• [Extract to read]
▼

What comic book did Miller turn to to get his history of the Templars?  Or what 
sensationalized TV hack-job? 

The history of the Templars is very complicated  (due to continually 
reconstructed history) but in general this much is true:
1. They formed a 12C religious/military order to protect Christians going to 
the Holy Land.  2. They fought the Muslims and were defeated by the Mongols.  
3. They became the international bankers of the middle ages and acquired 
enormous wealth and power, essentially giving them unprecedented freedom from 
both kings and popes. 4  Ultimately, they were in trouble with the king of 
France and with other kings who thought they had become too powerful , rich, 
and independent and finally the pope abandoned them to the Inquisition because 
he wanted to keep leverage over the kings and caved in on their trumped up 
charges of heresy against the Templars, obtained through unspeakable torture.

▲

• [Dataset records]
▼

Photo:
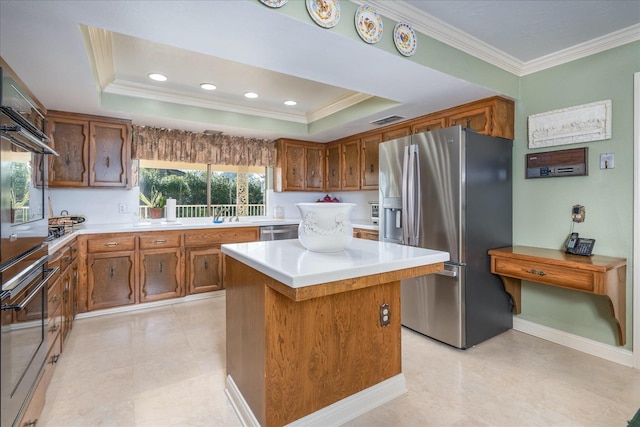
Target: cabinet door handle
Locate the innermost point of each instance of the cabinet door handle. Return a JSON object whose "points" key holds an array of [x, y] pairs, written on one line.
{"points": [[538, 272]]}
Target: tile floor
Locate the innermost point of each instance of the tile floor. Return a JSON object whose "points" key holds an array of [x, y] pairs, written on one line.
{"points": [[165, 366]]}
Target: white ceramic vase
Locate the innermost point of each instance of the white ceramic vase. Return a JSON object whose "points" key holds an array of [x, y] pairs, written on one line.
{"points": [[325, 227]]}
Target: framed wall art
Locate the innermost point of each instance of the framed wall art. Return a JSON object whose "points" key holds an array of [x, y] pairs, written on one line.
{"points": [[583, 123]]}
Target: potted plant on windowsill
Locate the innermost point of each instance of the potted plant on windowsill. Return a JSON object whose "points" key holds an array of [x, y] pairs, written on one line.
{"points": [[156, 203]]}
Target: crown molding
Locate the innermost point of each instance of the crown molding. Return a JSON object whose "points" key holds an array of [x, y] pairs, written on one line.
{"points": [[433, 27], [458, 39], [582, 50], [137, 90], [99, 46], [126, 88], [337, 105]]}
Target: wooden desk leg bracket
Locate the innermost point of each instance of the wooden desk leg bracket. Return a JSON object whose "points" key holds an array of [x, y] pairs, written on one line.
{"points": [[615, 292], [513, 287]]}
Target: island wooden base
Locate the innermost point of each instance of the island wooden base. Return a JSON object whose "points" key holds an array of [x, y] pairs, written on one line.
{"points": [[292, 358]]}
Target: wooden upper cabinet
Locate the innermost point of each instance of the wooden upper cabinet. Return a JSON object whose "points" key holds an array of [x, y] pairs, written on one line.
{"points": [[110, 154], [94, 151], [369, 165], [478, 119], [351, 165], [491, 116], [429, 123], [334, 167], [70, 138], [314, 162], [300, 166], [394, 133], [293, 167]]}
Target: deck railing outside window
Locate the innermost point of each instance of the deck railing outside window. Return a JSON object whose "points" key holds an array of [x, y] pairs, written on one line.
{"points": [[199, 211]]}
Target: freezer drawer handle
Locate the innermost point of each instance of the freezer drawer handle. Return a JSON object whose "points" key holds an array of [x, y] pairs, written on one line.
{"points": [[448, 273], [538, 272]]}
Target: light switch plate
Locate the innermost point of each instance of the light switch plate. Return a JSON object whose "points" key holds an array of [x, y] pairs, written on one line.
{"points": [[606, 161]]}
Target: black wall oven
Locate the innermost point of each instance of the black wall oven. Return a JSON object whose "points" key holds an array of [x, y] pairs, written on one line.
{"points": [[23, 251], [24, 320]]}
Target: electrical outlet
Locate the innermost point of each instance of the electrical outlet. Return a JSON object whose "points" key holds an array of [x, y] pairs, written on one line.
{"points": [[607, 161], [385, 315]]}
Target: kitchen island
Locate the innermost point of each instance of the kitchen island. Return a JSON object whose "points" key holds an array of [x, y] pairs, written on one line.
{"points": [[314, 338]]}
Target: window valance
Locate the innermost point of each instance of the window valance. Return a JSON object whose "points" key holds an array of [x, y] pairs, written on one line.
{"points": [[150, 143]]}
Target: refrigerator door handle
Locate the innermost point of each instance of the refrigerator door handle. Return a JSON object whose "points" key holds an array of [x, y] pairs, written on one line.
{"points": [[447, 273], [405, 202], [417, 196]]}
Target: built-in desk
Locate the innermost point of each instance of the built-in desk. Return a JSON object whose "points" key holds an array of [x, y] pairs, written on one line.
{"points": [[599, 275]]}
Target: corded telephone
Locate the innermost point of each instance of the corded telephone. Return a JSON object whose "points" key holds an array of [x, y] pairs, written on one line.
{"points": [[579, 246]]}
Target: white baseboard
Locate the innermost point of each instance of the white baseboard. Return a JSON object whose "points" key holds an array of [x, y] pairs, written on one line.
{"points": [[146, 305], [576, 342], [336, 414]]}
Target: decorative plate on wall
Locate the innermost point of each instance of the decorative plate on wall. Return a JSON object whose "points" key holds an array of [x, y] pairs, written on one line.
{"points": [[368, 24], [274, 3], [325, 13], [405, 39]]}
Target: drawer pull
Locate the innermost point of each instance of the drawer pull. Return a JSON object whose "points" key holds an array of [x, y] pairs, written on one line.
{"points": [[538, 272]]}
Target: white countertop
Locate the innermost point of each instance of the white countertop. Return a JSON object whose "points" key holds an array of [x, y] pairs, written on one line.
{"points": [[180, 224], [290, 263]]}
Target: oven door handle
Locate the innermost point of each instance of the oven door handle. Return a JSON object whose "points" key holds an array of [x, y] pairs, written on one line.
{"points": [[17, 307]]}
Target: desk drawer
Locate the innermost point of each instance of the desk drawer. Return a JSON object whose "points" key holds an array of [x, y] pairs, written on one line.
{"points": [[545, 273]]}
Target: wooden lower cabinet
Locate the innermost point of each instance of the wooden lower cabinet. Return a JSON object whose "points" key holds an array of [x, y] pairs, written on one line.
{"points": [[111, 279], [204, 270], [205, 261], [120, 269], [160, 274], [363, 233]]}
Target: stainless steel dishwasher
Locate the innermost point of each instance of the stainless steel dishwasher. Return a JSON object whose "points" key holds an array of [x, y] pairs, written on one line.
{"points": [[279, 232]]}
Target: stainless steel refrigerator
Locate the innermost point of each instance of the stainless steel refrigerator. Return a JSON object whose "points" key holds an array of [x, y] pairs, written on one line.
{"points": [[450, 190]]}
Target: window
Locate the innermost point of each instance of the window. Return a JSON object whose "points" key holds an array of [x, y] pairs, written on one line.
{"points": [[202, 190]]}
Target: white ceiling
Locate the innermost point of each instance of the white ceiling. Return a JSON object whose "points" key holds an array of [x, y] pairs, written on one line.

▲

• [Task requirements]
1) In the Templar passage, who defeated the Templars?
2) Lay out these lines of the records as a JSON list of strings, one string per line, leaving out blank lines. Begin at the line of the records that contains "Target: stainless steel refrigerator" and stop after the last line of the records.

• [The responses]
1) The Mongols.

2)
[
  "Target: stainless steel refrigerator",
  "Locate the innermost point of each instance of the stainless steel refrigerator. Return a JSON object whose \"points\" key holds an array of [x, y] pairs, written on one line.",
  "{\"points\": [[450, 190]]}",
  "Target: window",
  "Locate the innermost point of each instance of the window. Return a JSON object whose \"points\" key holds an array of [x, y] pairs, written on one line.",
  "{\"points\": [[202, 190]]}",
  "Target: white ceiling",
  "Locate the innermost point of each instance of the white ceiling. Return a JSON object whose \"points\" key holds an array of [x, y] pairs, written on one line."
]